Task directions –
Present the lines in the entries below as a numbered list, omitting any blank lines.

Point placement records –
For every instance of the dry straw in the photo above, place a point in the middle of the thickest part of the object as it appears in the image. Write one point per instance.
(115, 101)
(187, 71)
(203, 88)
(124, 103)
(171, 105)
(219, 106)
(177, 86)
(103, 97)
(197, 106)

Task solution –
1. For every instance of the dry straw in the photo above, place a point in the middle of the thickest part of the object as it appears in the image. Write one point per instance.
2. (115, 101)
3. (187, 71)
4. (203, 88)
5. (124, 103)
6. (171, 105)
7. (219, 106)
8. (177, 86)
9. (103, 97)
10. (197, 106)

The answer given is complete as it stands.